REQUIRED ACTION: Each entry below should be given again exactly; the pictures stay out.

--- RECORDS FOR THIS EXERCISE ---

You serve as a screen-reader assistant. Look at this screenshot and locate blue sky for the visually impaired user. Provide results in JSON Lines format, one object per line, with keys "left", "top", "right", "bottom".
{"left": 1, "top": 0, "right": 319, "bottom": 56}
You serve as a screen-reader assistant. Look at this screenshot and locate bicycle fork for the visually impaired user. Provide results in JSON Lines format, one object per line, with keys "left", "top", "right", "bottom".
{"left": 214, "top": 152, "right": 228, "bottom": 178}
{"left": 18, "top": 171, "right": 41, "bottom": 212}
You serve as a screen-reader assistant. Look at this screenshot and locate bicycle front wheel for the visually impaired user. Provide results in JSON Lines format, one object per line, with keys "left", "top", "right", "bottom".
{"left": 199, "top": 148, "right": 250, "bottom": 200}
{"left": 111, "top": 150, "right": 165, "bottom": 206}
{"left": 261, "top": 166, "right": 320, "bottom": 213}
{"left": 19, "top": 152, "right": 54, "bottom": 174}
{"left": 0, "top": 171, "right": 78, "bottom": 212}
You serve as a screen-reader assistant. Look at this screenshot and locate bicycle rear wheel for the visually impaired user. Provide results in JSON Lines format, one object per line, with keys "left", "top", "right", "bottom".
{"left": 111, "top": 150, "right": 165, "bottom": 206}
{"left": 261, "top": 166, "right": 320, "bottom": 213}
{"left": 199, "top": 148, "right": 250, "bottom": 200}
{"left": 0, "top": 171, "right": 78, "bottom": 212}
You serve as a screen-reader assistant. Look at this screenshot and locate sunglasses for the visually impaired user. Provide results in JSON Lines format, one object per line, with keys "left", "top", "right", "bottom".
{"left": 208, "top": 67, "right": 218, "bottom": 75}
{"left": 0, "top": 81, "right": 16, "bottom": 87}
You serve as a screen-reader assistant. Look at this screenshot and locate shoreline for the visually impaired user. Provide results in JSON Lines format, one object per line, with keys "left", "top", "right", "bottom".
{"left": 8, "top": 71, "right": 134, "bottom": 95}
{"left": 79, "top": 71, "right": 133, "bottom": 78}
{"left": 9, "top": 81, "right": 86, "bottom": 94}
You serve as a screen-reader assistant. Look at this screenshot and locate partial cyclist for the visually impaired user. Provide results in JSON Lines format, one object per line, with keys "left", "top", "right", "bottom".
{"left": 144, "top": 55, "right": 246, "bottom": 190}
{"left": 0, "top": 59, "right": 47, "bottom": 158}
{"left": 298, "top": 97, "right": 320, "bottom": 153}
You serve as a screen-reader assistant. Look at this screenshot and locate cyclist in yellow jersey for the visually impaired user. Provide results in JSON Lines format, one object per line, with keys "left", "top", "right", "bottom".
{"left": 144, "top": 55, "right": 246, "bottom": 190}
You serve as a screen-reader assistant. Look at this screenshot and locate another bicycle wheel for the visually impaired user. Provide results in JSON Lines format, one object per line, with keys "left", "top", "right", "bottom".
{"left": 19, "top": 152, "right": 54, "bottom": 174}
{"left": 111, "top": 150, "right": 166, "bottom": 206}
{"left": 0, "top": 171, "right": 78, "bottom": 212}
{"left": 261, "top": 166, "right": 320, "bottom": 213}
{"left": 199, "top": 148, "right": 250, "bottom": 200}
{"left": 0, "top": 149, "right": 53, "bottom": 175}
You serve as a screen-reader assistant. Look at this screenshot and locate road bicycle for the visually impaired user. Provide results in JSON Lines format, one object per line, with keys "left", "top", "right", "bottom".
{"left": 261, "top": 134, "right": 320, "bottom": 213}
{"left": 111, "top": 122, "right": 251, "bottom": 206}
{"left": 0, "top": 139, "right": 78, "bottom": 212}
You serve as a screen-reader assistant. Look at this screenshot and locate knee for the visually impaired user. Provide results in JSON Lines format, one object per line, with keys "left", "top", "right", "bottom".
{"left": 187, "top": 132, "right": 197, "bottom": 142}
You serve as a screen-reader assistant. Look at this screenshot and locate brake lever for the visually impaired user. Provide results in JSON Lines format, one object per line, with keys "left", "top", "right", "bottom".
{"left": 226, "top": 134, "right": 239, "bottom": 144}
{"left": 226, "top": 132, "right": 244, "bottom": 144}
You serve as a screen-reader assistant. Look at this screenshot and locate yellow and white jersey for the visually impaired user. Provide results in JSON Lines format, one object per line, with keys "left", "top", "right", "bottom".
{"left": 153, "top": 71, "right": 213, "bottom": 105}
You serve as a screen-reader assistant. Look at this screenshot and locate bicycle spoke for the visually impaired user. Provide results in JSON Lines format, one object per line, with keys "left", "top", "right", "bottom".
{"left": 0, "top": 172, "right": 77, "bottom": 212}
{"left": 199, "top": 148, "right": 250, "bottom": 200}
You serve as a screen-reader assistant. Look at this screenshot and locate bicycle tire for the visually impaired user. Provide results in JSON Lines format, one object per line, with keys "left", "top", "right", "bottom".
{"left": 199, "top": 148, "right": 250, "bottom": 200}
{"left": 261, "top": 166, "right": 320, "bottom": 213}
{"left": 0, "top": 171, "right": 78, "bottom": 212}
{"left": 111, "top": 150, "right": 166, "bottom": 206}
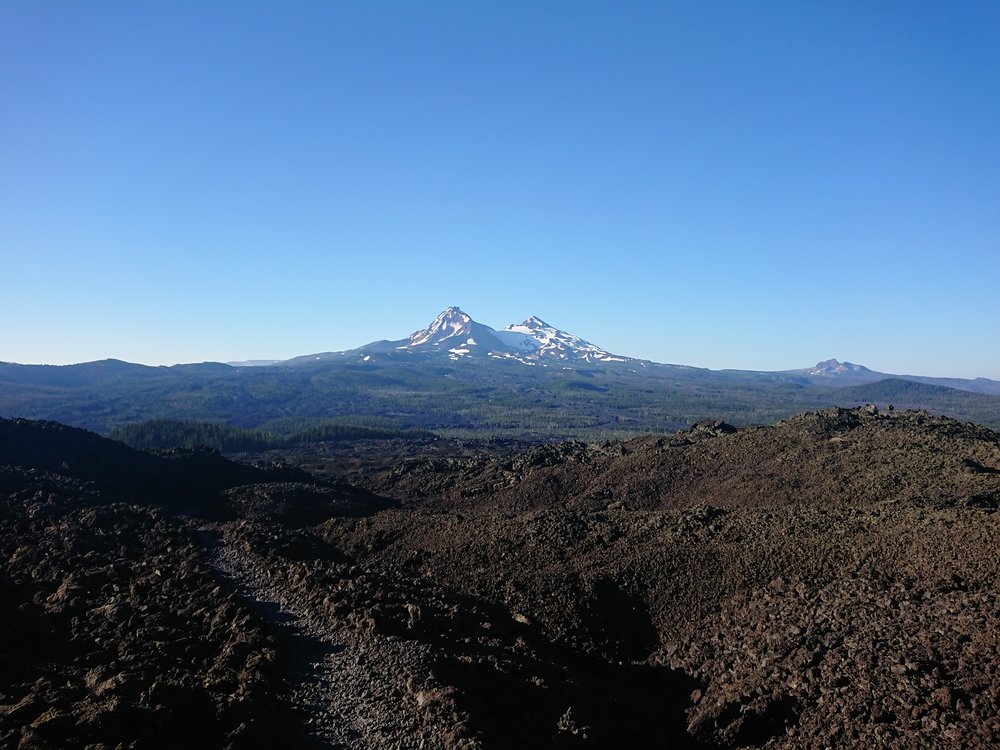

---

ANSWER BOX:
You serve as a screen-reader assistant. Look at this screenshot and locate blue sky for the visually impaired user. Provide results in JSON Lines format, one object per line, with keys "left", "top", "right", "bottom".
{"left": 1, "top": 0, "right": 319, "bottom": 56}
You serve as a screen-reader assistant. Look at this screenshot and locate bicycle fork for the visually impaired user. Provide results in JSON Lines format, one object per line, with keys "left", "top", "right", "bottom".
{"left": 214, "top": 152, "right": 228, "bottom": 178}
{"left": 18, "top": 171, "right": 41, "bottom": 212}
You serve as a screen-reader assistant. Look at this screenshot and locate bicycle front wheel for the visually impaired user. Provide results in JSON Lines format, one object per line, with keys "left", "top", "right", "bottom".
{"left": 199, "top": 148, "right": 250, "bottom": 200}
{"left": 111, "top": 150, "right": 165, "bottom": 206}
{"left": 261, "top": 166, "right": 320, "bottom": 213}
{"left": 19, "top": 152, "right": 54, "bottom": 174}
{"left": 0, "top": 171, "right": 78, "bottom": 212}
You serve as a screen-reader assistant. Look at this screenshot and locate bicycle rear wheel for the visually impaired user. Provide results in JSON Lines format, one object per line, with keys "left", "top", "right", "bottom".
{"left": 111, "top": 150, "right": 165, "bottom": 206}
{"left": 261, "top": 166, "right": 320, "bottom": 213}
{"left": 199, "top": 148, "right": 250, "bottom": 200}
{"left": 0, "top": 171, "right": 78, "bottom": 212}
You serve as a screen-reader assistant. Look at this screenshot and locate sunglasses for the visually impaired user. Provide results in JSON Lines format, one object per line, with keys "left", "top", "right", "bottom".
{"left": 208, "top": 67, "right": 218, "bottom": 75}
{"left": 0, "top": 81, "right": 16, "bottom": 87}
You serve as a screen-reader assistant. Look at this screenshot and locate shoreline for the visually impaired user. Provide results in JSON Lines format, one object per line, with keys "left", "top", "right", "bottom".
{"left": 8, "top": 71, "right": 134, "bottom": 95}
{"left": 79, "top": 71, "right": 133, "bottom": 78}
{"left": 9, "top": 81, "right": 86, "bottom": 94}
You serve as a screen-reader assistant. Look at this screenshot and locate partial cyclist for the visually impaired user. Provide results in JSON Lines format, one object per line, with keys "left", "top", "right", "bottom".
{"left": 144, "top": 55, "right": 246, "bottom": 190}
{"left": 0, "top": 59, "right": 47, "bottom": 158}
{"left": 298, "top": 97, "right": 320, "bottom": 153}
You serve as a screen-reader assistant. Look at this screenshot and locate cyclist in yellow jersey for the visually impaired user. Provide results in JSON Lines format, one object per line, with keys "left", "top", "right", "bottom".
{"left": 144, "top": 55, "right": 246, "bottom": 190}
You serve as a screen-reader assistant. Look at this screenshot and locate another bicycle wheel for the visually impaired user. Provide results in JSON Lines format, one object per line, with keys "left", "top", "right", "bottom".
{"left": 19, "top": 152, "right": 54, "bottom": 174}
{"left": 111, "top": 150, "right": 166, "bottom": 206}
{"left": 0, "top": 171, "right": 78, "bottom": 212}
{"left": 261, "top": 166, "right": 320, "bottom": 213}
{"left": 199, "top": 148, "right": 250, "bottom": 200}
{"left": 0, "top": 149, "right": 53, "bottom": 175}
You serve as a screen-reader assistant. Look at this screenshot and locate road bicycle for the visually impaired user. Provide results in JSON Lines format, one object per line, with keys "left", "top", "right", "bottom".
{"left": 261, "top": 134, "right": 320, "bottom": 213}
{"left": 111, "top": 122, "right": 251, "bottom": 206}
{"left": 0, "top": 139, "right": 78, "bottom": 212}
You serve as a screen-reader assistant. Look at this screenshot and locate knee for the visually impaired user. Provide results in JSON Lines format, one object per line, with keys "left", "top", "right", "bottom".
{"left": 187, "top": 132, "right": 197, "bottom": 142}
You serve as a screen-reader assistant. Look at this screenshot and locate brake lever for the visually impaired user. Provide results in JSON Lines format, one object per line, with keys "left", "top", "right", "bottom".
{"left": 226, "top": 134, "right": 239, "bottom": 144}
{"left": 226, "top": 132, "right": 244, "bottom": 144}
You serve as a screen-reader assistant. Look at this screenshot and locate yellow and white jersey for the visually impaired user. Provide results in JSON Lines format, one object per line, with keys "left", "top", "right", "bottom".
{"left": 153, "top": 71, "right": 213, "bottom": 105}
You serve as a screen-reader assistant. Look at this screenshot and locate bicycle spoke for the visually impaired user. Provide results in JSON Lines format, one object per line, with keys "left", "top", "right", "bottom".
{"left": 0, "top": 172, "right": 77, "bottom": 212}
{"left": 199, "top": 148, "right": 250, "bottom": 200}
You serve as a screen-reader assistant. Look at this screenshot and locate bicycle tire for the visually impaired user. Provide results in JSON Lines format, one object per line, with keys "left", "top", "right", "bottom".
{"left": 199, "top": 148, "right": 250, "bottom": 200}
{"left": 261, "top": 166, "right": 320, "bottom": 213}
{"left": 0, "top": 171, "right": 78, "bottom": 212}
{"left": 111, "top": 150, "right": 166, "bottom": 206}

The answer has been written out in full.